What Is Forced Arbitration?

Ideally, as responsible consumers, we all read important documents we receive before signing them. Realistically, many of us simply scan, while others navigate their attention straight to the signature like. Even in the technological context, how many consumers actually read all of the terms and agreements associated with our services before accepting them?

This is a sobering form of negligence that many unknowingly practice, binding them to contracts with information no one truly knows. Forced arbitration takes advantage of this tendency by introducing clauses into legal documentation that most overlook.

What Is Arbitration?

Arbitration is a method of settling disagreements between two parties. Like mediation, arbitration is conducted outside of the courtroom. In this process, both parties present their case to a professional, court-appointed arbitrator. The arbitrator considers both parties’ evidence and comes to a conclusion about the case ruling. One downside to the arbitration process is that it’s often biased, with the arbitrator not taking all valid evidence and facts into consideration. This often occurs when the court forces one unwilling party into arbitration with another willing party.

What Is Forced Arbitration?

* _WHAT THE TASK ASKS_
Translate this sentence from the text on forced arbitration into Spanish: "Arbitration is a method of settling disagreements between two parties."

* _RECORDS SUPPLIED_

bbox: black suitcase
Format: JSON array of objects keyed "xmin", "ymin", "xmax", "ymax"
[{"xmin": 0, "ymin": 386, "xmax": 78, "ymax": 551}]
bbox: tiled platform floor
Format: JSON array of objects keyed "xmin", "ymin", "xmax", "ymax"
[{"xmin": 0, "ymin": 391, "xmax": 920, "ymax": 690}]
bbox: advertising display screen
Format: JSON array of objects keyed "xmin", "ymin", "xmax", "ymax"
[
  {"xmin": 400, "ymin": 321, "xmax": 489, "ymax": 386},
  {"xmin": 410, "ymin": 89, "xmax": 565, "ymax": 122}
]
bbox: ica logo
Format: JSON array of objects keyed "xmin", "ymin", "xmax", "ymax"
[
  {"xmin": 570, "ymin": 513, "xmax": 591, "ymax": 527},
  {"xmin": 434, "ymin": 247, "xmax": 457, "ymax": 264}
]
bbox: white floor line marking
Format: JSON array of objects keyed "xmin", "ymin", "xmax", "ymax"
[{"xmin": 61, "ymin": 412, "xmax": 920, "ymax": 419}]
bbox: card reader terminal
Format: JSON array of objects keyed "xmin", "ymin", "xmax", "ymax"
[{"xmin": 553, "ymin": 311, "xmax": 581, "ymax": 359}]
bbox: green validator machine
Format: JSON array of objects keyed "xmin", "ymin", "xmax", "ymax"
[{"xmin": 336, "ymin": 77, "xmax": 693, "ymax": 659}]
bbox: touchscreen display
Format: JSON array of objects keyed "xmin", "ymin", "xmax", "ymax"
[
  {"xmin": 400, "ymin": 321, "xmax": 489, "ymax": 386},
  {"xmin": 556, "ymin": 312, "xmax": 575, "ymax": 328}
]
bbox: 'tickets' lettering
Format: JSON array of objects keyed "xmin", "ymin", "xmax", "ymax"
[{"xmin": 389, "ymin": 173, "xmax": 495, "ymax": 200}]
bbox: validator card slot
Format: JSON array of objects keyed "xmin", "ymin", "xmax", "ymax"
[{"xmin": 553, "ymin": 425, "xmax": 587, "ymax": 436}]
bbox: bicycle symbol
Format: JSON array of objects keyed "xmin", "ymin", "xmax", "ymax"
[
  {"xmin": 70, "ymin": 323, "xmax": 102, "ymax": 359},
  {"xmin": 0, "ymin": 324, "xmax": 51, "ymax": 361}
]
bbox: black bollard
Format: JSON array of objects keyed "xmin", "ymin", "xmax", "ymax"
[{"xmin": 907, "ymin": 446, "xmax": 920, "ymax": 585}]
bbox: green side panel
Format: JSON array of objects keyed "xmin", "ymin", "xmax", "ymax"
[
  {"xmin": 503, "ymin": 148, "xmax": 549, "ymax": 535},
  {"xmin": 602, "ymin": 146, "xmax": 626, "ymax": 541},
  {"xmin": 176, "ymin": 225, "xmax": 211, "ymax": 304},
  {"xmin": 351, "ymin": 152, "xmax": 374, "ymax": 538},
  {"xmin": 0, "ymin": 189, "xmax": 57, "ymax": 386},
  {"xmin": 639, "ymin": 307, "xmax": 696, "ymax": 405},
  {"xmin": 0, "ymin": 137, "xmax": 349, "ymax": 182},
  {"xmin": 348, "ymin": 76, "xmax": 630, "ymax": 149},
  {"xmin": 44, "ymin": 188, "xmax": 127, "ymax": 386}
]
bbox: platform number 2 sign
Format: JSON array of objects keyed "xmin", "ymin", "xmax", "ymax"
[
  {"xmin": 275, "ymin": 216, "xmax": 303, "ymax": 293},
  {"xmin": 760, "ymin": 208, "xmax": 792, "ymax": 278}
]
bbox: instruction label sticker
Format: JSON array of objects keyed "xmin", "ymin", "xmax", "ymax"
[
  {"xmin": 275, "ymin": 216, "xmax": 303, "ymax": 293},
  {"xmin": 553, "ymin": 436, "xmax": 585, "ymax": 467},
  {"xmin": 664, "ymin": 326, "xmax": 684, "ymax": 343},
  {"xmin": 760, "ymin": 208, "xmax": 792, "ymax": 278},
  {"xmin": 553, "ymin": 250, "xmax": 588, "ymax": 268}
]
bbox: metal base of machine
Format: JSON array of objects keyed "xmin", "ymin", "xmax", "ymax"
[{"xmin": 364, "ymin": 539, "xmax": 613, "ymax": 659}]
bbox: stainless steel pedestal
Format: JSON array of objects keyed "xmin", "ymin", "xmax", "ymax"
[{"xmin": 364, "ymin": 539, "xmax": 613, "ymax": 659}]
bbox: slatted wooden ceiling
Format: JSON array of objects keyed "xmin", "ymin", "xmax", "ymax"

* _TASK OUTPUT_
El arbitraje es un método para resolver desacuerdos entre dos partes.